(Phrase grounding data)
Content starts

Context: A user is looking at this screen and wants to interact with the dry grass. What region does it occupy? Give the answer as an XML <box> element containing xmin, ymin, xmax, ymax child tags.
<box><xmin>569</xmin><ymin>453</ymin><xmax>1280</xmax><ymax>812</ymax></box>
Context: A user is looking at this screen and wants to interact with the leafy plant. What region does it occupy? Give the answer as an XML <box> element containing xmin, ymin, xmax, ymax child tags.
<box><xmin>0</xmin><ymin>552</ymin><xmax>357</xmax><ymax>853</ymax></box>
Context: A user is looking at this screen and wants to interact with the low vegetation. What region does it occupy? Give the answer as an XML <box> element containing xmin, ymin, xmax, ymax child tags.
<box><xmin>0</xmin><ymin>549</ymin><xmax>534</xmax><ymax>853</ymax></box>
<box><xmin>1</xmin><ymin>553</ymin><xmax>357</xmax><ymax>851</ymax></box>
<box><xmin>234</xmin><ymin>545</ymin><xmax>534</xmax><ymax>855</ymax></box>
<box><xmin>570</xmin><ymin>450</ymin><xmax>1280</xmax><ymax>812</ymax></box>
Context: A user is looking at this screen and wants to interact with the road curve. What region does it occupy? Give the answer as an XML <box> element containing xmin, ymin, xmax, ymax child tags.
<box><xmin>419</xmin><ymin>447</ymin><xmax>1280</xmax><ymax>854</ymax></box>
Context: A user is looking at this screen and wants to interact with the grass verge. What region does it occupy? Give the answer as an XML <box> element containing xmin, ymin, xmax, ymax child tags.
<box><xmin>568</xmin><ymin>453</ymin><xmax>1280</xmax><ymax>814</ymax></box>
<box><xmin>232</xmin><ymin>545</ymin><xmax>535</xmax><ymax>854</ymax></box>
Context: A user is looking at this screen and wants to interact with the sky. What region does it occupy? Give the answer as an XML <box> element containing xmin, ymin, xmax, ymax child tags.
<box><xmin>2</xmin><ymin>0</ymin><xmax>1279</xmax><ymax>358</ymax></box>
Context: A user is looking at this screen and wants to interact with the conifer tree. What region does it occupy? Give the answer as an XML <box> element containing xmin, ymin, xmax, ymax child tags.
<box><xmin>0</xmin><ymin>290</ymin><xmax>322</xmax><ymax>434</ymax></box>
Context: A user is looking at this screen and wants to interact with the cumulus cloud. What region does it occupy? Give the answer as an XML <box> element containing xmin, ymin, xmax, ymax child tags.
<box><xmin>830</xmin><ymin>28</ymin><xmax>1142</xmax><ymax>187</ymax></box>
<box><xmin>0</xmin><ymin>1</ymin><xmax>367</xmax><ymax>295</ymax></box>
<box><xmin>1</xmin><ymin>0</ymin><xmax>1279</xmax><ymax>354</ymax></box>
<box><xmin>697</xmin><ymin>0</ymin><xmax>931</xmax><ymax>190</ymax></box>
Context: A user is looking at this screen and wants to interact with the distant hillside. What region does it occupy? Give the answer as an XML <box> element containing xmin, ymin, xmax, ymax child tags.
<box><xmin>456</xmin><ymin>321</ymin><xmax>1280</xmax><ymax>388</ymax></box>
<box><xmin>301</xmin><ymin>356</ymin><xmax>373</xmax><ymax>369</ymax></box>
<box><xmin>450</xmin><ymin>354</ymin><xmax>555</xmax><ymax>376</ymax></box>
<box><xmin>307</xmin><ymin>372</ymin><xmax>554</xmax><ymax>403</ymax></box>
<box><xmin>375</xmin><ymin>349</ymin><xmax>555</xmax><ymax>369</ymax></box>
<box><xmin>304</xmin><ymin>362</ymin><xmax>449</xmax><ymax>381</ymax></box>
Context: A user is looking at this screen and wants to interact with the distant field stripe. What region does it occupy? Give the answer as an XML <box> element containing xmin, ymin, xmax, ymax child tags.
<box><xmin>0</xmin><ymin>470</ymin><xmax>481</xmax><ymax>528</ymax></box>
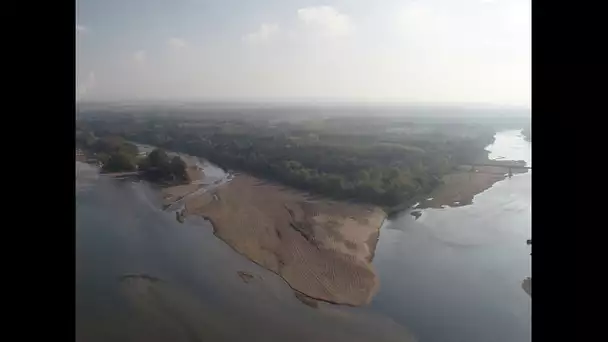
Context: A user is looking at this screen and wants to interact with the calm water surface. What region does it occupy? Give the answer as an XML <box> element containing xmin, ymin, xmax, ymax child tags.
<box><xmin>371</xmin><ymin>129</ymin><xmax>531</xmax><ymax>342</ymax></box>
<box><xmin>76</xmin><ymin>162</ymin><xmax>413</xmax><ymax>342</ymax></box>
<box><xmin>76</xmin><ymin>130</ymin><xmax>530</xmax><ymax>342</ymax></box>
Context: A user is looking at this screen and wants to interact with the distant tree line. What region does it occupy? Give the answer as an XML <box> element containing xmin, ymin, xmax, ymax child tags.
<box><xmin>77</xmin><ymin>116</ymin><xmax>495</xmax><ymax>209</ymax></box>
<box><xmin>76</xmin><ymin>132</ymin><xmax>139</xmax><ymax>171</ymax></box>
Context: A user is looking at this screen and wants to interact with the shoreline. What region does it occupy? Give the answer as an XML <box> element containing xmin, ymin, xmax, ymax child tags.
<box><xmin>96</xmin><ymin>142</ymin><xmax>528</xmax><ymax>306</ymax></box>
<box><xmin>418</xmin><ymin>162</ymin><xmax>528</xmax><ymax>210</ymax></box>
<box><xmin>164</xmin><ymin>174</ymin><xmax>385</xmax><ymax>306</ymax></box>
<box><xmin>156</xmin><ymin>156</ymin><xmax>528</xmax><ymax>305</ymax></box>
<box><xmin>198</xmin><ymin>211</ymin><xmax>377</xmax><ymax>307</ymax></box>
<box><xmin>387</xmin><ymin>158</ymin><xmax>529</xmax><ymax>215</ymax></box>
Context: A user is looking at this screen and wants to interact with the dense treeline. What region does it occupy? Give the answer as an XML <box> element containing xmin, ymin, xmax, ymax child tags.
<box><xmin>76</xmin><ymin>130</ymin><xmax>188</xmax><ymax>182</ymax></box>
<box><xmin>139</xmin><ymin>148</ymin><xmax>189</xmax><ymax>183</ymax></box>
<box><xmin>76</xmin><ymin>132</ymin><xmax>139</xmax><ymax>171</ymax></box>
<box><xmin>77</xmin><ymin>116</ymin><xmax>495</xmax><ymax>208</ymax></box>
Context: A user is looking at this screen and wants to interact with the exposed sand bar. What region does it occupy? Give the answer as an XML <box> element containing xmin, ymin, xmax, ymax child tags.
<box><xmin>159</xmin><ymin>157</ymin><xmax>527</xmax><ymax>305</ymax></box>
<box><xmin>419</xmin><ymin>164</ymin><xmax>528</xmax><ymax>209</ymax></box>
<box><xmin>167</xmin><ymin>174</ymin><xmax>385</xmax><ymax>306</ymax></box>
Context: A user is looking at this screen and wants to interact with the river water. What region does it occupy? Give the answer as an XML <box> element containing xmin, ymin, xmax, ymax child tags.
<box><xmin>370</xmin><ymin>129</ymin><xmax>531</xmax><ymax>342</ymax></box>
<box><xmin>76</xmin><ymin>130</ymin><xmax>531</xmax><ymax>342</ymax></box>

Content ends

● **Problem details**: Render the data above verbatim and without pictures.

● **Your response**:
Context: A user is looking at this screen and wants to interact with the dry grass. What region does it occupy? Give the answer as an XML <box> element containing xmin, ymin, xmax, ymax child tags.
<box><xmin>569</xmin><ymin>453</ymin><xmax>1280</xmax><ymax>812</ymax></box>
Context: A user is looking at this screen and wants to interact with the leafy plant. What region does it occupy? Give the answer as an XML <box> element containing xmin, ymin, xmax, ymax child tags.
<box><xmin>0</xmin><ymin>552</ymin><xmax>357</xmax><ymax>853</ymax></box>
Context: A user is looking at this screen and wants to interact with the low vegetation. What region does it occupy? Give the answer as an XML <box> element containing xmin, ymin, xmax, ymax child tags.
<box><xmin>0</xmin><ymin>549</ymin><xmax>534</xmax><ymax>853</ymax></box>
<box><xmin>1</xmin><ymin>553</ymin><xmax>357</xmax><ymax>851</ymax></box>
<box><xmin>234</xmin><ymin>545</ymin><xmax>534</xmax><ymax>855</ymax></box>
<box><xmin>570</xmin><ymin>450</ymin><xmax>1280</xmax><ymax>812</ymax></box>
Context: A user is looking at this screen and wants to interact with the road curve. What region does it occupy? Give the answer as an XML <box> element containing xmin, ymin, xmax, ymax child tags.
<box><xmin>419</xmin><ymin>447</ymin><xmax>1280</xmax><ymax>854</ymax></box>
Context: A user is looking at this screen and wants to interact with the grass verge. What region does it occupy? Give the answer as an XML <box> element containing xmin, ymin, xmax, ymax child tags.
<box><xmin>568</xmin><ymin>453</ymin><xmax>1280</xmax><ymax>814</ymax></box>
<box><xmin>232</xmin><ymin>545</ymin><xmax>535</xmax><ymax>854</ymax></box>
Context: A user is looking at this screen and wants to interact with the sky. What region does it occupy? Give the answer as an XML <box> element containing xmin, ymin, xmax, ymax child tags.
<box><xmin>2</xmin><ymin>0</ymin><xmax>1279</xmax><ymax>358</ymax></box>
Context: A user is looking at this screen and wants to interact with the conifer tree. What region does it occupy? Give the answer as an XML <box> element containing xmin, ymin, xmax, ymax child tags.
<box><xmin>0</xmin><ymin>290</ymin><xmax>322</xmax><ymax>434</ymax></box>
Context: A user is looking at this screen and wants to interact with the cumulus cloud. What region does it occupy? Give the answer as an XML <box> element containing xmin, ymin, xmax, ymax child tags.
<box><xmin>830</xmin><ymin>28</ymin><xmax>1142</xmax><ymax>187</ymax></box>
<box><xmin>0</xmin><ymin>1</ymin><xmax>367</xmax><ymax>295</ymax></box>
<box><xmin>1</xmin><ymin>0</ymin><xmax>1279</xmax><ymax>354</ymax></box>
<box><xmin>697</xmin><ymin>0</ymin><xmax>931</xmax><ymax>190</ymax></box>
Context: A user is looking at this screen and wants to interact with the distant hillside. What region does it occupy? Give the answer as an XML <box> element containing xmin, ymin, xmax, ymax child tags.
<box><xmin>456</xmin><ymin>321</ymin><xmax>1280</xmax><ymax>388</ymax></box>
<box><xmin>301</xmin><ymin>356</ymin><xmax>373</xmax><ymax>369</ymax></box>
<box><xmin>450</xmin><ymin>354</ymin><xmax>555</xmax><ymax>376</ymax></box>
<box><xmin>307</xmin><ymin>372</ymin><xmax>554</xmax><ymax>403</ymax></box>
<box><xmin>375</xmin><ymin>349</ymin><xmax>555</xmax><ymax>369</ymax></box>
<box><xmin>304</xmin><ymin>362</ymin><xmax>449</xmax><ymax>381</ymax></box>
Context: A user is looking at this screen and wants to interact with the distant field stripe. What region does it occupy? Give the answer as an XML <box> element containing xmin, ymin, xmax, ymax child tags.
<box><xmin>0</xmin><ymin>470</ymin><xmax>481</xmax><ymax>528</ymax></box>
Context: A user is looking at this screen and wants to interact with the calm water surface. What region does it occupy? Give the answer as an XML <box> element containing xmin, ymin, xmax, ymax child tags.
<box><xmin>371</xmin><ymin>129</ymin><xmax>531</xmax><ymax>342</ymax></box>
<box><xmin>76</xmin><ymin>162</ymin><xmax>413</xmax><ymax>342</ymax></box>
<box><xmin>76</xmin><ymin>130</ymin><xmax>530</xmax><ymax>342</ymax></box>
Context: A user is looking at this screen and wants to interact with the distant tree line. What region does it occupy? Give the answer as an XML <box> element containing xmin, ymin, xmax, ymax child tags.
<box><xmin>77</xmin><ymin>116</ymin><xmax>495</xmax><ymax>209</ymax></box>
<box><xmin>76</xmin><ymin>132</ymin><xmax>139</xmax><ymax>171</ymax></box>
Context: A user is looking at this screen and wants to interact with the shoreline. What region does it occupy? Give the answer as an XML <box> element containing xmin, ymin, xmax, ymax child tags.
<box><xmin>96</xmin><ymin>142</ymin><xmax>528</xmax><ymax>306</ymax></box>
<box><xmin>418</xmin><ymin>162</ymin><xmax>528</xmax><ymax>210</ymax></box>
<box><xmin>164</xmin><ymin>174</ymin><xmax>385</xmax><ymax>306</ymax></box>
<box><xmin>156</xmin><ymin>156</ymin><xmax>528</xmax><ymax>305</ymax></box>
<box><xmin>198</xmin><ymin>211</ymin><xmax>377</xmax><ymax>307</ymax></box>
<box><xmin>387</xmin><ymin>158</ymin><xmax>529</xmax><ymax>215</ymax></box>
Context: A user is looking at this screen and wants to interact with the dense treeline. What region does it occupy? Give the answer as an XML <box> element containing xmin, ymin, xmax, ymax child tags.
<box><xmin>76</xmin><ymin>130</ymin><xmax>188</xmax><ymax>182</ymax></box>
<box><xmin>139</xmin><ymin>148</ymin><xmax>189</xmax><ymax>183</ymax></box>
<box><xmin>76</xmin><ymin>132</ymin><xmax>139</xmax><ymax>171</ymax></box>
<box><xmin>77</xmin><ymin>116</ymin><xmax>495</xmax><ymax>208</ymax></box>
Context: A user is looking at this screen and wants to interact with the exposed sand bar. What region does it occupy? Give the answer as an XML <box> element containing xmin, ymin, xmax, ymax child tags.
<box><xmin>159</xmin><ymin>157</ymin><xmax>527</xmax><ymax>305</ymax></box>
<box><xmin>419</xmin><ymin>164</ymin><xmax>528</xmax><ymax>209</ymax></box>
<box><xmin>167</xmin><ymin>174</ymin><xmax>385</xmax><ymax>306</ymax></box>
Context: A user is looking at this screen and wants to interact with the river water. What region does it occupy? Give the answer as an XML <box> element containing xmin, ymin, xmax, ymax child tags.
<box><xmin>370</xmin><ymin>129</ymin><xmax>531</xmax><ymax>342</ymax></box>
<box><xmin>76</xmin><ymin>130</ymin><xmax>531</xmax><ymax>342</ymax></box>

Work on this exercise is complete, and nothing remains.